*** Document section ***

Figure 4. The CD44^hi subset of Snf5-deficient lymphoma cells has memory-like features.

(A) Evaluation of global gene expression using KNN analysis. The signatures of CD44^hi and CD44^lo subsets from 4 independent Snf5-deficient lymphomas were compared with previously published gene signatures for naive and memory cell populations. Enrichment for the memory signature is indicated by an upward positive deflection of the bars, while enrichment for the naive signature is indicated by a downward negative deflection. (B) GSEA of a set of genes highly expressed in memory cells. Upward deflection of the green line indicates enrichment of the memory signature within the CD44^hi population (P < 0.0001). FDR, false discovery rate; NES, normalized enrichment score. (C) Relative expression of RANTES (top) and Actb (bottom) by sorted CD44^hi and CD44^lo Snf5^–/– lymphoma subpopulations determined by array-based gene expression analysis. Horizontal bars indicate the mean.

*** End of Document section ***

### Problem to solve
Quote the part of the figure legend that starts at "(A) Evaluation of" and ends at "indicate the mean.". The entries were taken from a separate source.

*** Source material ***

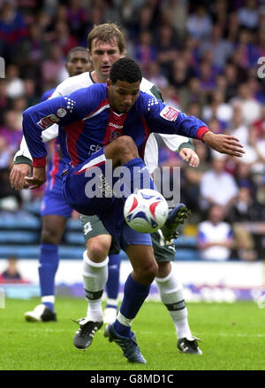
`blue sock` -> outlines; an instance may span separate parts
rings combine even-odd
[[[141,305],[148,297],[150,285],[143,285],[135,282],[130,274],[125,284],[124,299],[120,307],[120,313],[127,319],[135,318]],[[114,322],[114,329],[117,334],[131,337],[131,326],[125,326],[117,320]]]
[[[39,278],[42,297],[55,295],[55,275],[58,268],[59,255],[58,245],[53,244],[42,244],[39,267]],[[44,302],[52,311],[54,305]]]
[[[109,255],[109,276],[106,283],[108,299],[117,299],[119,291],[119,268],[121,257],[119,254]],[[117,307],[117,306],[107,304],[107,307]]]

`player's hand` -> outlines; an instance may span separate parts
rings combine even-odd
[[[186,161],[192,167],[198,167],[200,164],[200,159],[197,153],[191,148],[182,148],[179,151],[179,156],[185,161]]]
[[[238,139],[229,135],[216,135],[211,131],[208,131],[203,135],[202,140],[213,150],[221,153],[239,158],[245,153],[243,145],[239,143]]]
[[[28,185],[25,182],[25,176],[31,174],[31,166],[26,163],[14,165],[10,173],[10,182],[13,189],[26,189]]]
[[[25,176],[25,182],[30,190],[38,189],[46,181],[46,169],[43,167],[34,167],[33,176]]]

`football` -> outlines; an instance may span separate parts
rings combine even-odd
[[[124,207],[127,224],[141,233],[153,233],[163,226],[169,213],[167,201],[158,191],[141,189],[131,194]]]

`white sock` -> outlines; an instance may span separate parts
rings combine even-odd
[[[83,254],[83,281],[86,299],[88,302],[87,318],[88,321],[102,320],[102,298],[108,280],[109,257],[101,263],[95,263],[87,254]]]
[[[182,283],[175,275],[173,268],[171,267],[171,270],[166,277],[155,277],[155,280],[161,300],[166,306],[174,322],[178,338],[191,337]]]

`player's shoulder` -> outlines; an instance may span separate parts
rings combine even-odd
[[[42,94],[40,103],[42,103],[43,101],[48,100],[48,98],[49,98],[52,95],[52,93],[55,91],[56,88],[53,88],[49,90],[46,90],[44,91],[44,93]]]
[[[153,82],[147,80],[146,78],[142,78],[140,85],[140,89],[144,93],[148,93],[153,96],[155,98],[163,101],[160,89]]]
[[[57,95],[65,96],[79,89],[88,88],[93,84],[88,72],[82,73],[63,81],[56,89]]]
[[[142,78],[140,89],[140,91],[147,93],[151,88],[153,88],[153,86],[155,86],[154,83],[150,82],[150,81],[146,78]]]

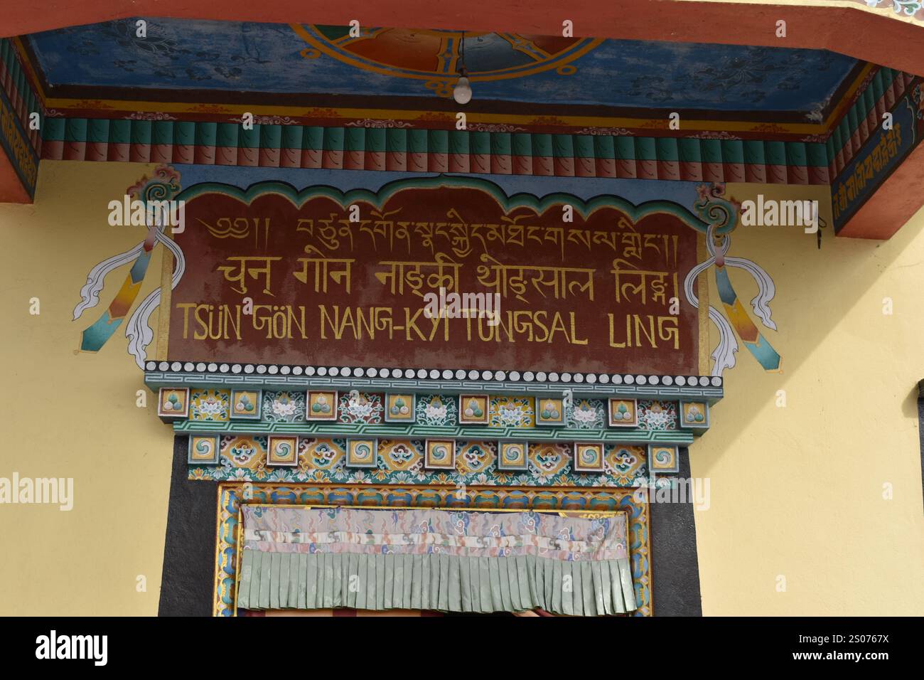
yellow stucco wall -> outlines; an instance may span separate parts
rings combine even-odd
[[[44,161],[34,205],[0,204],[0,476],[75,484],[69,513],[0,505],[2,614],[157,612],[171,430],[153,400],[136,406],[140,374],[123,329],[99,354],[76,353],[79,331],[125,269],[107,280],[97,308],[71,321],[90,268],[138,242],[137,228],[100,226],[114,192],[150,167]],[[755,189],[729,192],[744,200]],[[709,510],[696,515],[704,613],[924,611],[914,587],[924,563],[922,228],[918,214],[884,243],[826,234],[821,252],[813,236],[791,229],[735,235],[731,254],[753,258],[776,284],[779,331],[766,335],[784,372],[766,374],[739,352],[712,428],[691,449],[693,474],[708,476],[711,492]],[[756,289],[740,274],[734,281],[747,303]],[[149,278],[141,296],[159,280]],[[29,314],[33,297],[38,316]],[[894,302],[890,316],[884,297]],[[778,389],[785,408],[775,405]],[[785,592],[777,591],[781,575]]]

*** End of Source material ***

### Answer for this exercise
(A) Evaluation of global gene expression using KNN analysis. The signatures of CD44^hi and CD44^lo subsets from 4 independent Snf5-deficient lymphomas were compared with previously published gene signatures for naive and memory cell populations. Enrichment for the memory signature is indicated by an upward positive deflection of the bars, while enrichment for the naive signature is indicated by a downward negative deflection. (B) GSEA of a set of genes highly expressed in memory cells. Upward deflection of the green line indicates enrichment of the memory signature within the CD44^hi population (P < 0.0001). FDR, false discovery rate; NES, normalized enrichment score. (C) Relative expression of RANTES (top) and Actb (bottom) by sorted CD44^hi and CD44^lo Snf5^–/– lymphoma subpopulations determined by array-based gene expression analysis. Horizontal bars indicate the mean.